[TASK INPUTS]:
────────────────

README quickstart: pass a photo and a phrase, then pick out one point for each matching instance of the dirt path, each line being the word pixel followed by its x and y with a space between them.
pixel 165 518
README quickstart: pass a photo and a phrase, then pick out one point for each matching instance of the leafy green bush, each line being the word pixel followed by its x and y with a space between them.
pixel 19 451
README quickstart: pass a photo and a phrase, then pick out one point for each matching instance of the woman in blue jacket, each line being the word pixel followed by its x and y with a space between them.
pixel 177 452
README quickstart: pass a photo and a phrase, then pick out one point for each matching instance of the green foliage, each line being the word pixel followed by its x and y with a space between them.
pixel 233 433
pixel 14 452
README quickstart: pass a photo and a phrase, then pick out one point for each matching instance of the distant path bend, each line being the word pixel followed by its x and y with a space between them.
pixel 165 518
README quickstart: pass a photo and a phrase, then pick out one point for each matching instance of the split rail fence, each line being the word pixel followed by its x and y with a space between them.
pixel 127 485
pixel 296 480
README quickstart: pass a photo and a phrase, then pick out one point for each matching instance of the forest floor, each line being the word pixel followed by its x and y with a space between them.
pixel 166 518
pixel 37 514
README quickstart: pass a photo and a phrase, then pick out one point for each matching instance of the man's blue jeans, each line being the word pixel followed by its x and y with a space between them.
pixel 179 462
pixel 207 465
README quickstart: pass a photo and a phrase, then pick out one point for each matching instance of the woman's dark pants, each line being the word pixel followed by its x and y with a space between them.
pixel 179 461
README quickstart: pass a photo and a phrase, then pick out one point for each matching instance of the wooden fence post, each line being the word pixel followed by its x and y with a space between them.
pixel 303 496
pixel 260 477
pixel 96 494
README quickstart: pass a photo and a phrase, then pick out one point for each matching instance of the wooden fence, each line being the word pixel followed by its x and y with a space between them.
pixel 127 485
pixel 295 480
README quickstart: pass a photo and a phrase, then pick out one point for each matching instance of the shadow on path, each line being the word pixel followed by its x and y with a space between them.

────────────────

[DIRECTIONS FOR THIS TASK]: Reproduce all of the records above, substituting "image" for every occurrence of "photo" and leaving everything else unchanged.

[ANSWER TO THIS PROBLEM]:
README quickstart: pass a image and a phrase, then pick out one point for each matching instance of the dirt path, each line being the word pixel followed by its x and y with a space between them.
pixel 165 518
README quickstart: pass a image and a phrase, then pick out one point for each matching instance of the leafy green bush, each line being the word pixel followed by its x and y with a space between them.
pixel 19 451
README quickstart: pass a image and a phrase, then pick out one point for each matching instance of the woman in blue jacket, each line being the word pixel followed by its x and y with a space between them.
pixel 177 452
README quickstart: pass a image and a phrase, then pick out one point for each matching instance of the green foliage, each line being the word pixel followed by its x and y with a space between them.
pixel 233 433
pixel 14 452
README quickstart: pass a image and a phrase, then pick out one point for each matching instance of the distant path bend, each line being the word pixel followed by its x and y with a space between them.
pixel 165 518
README quickstart: pass a image and a phrase, then pick out one point for each matching instance of the split rail fence, each line being the word pixel followed by its x and y with a space between them.
pixel 127 485
pixel 296 480
README quickstart: pass a image and a phrase, then pick out one point for each matching instance of the forest floor, each line being the word pixel followed by its x and y with a space between them.
pixel 166 518
pixel 37 514
README quickstart: pass a image and a phrase, then pick out one point for each matching instance of the man's blue jeans, each line being the word pixel followed by its x and y with a space between them.
pixel 179 462
pixel 207 465
README quickstart: pass a image and a phrase, then pick out one point for each matching instance of the woman's dark pants, each line being the word pixel followed by its x and y with a space between them.
pixel 179 461
README quickstart: pass a image and a phrase, then pick out one point for each matching instance of the wooden fence post, each line being the word pixel followed by its x and y with a space between them.
pixel 303 496
pixel 260 477
pixel 96 494
README quickstart: pass a image and a phrase, then pick out one point for each matching instance of the wooden fence, each line being the word pixel followed by its x and y with a space between them.
pixel 127 485
pixel 295 480
README quickstart: pass a image and a phrase, then pick out one point for each matching instance of the shadow on path, each line being the word pixel followed by its x and y with a space between them.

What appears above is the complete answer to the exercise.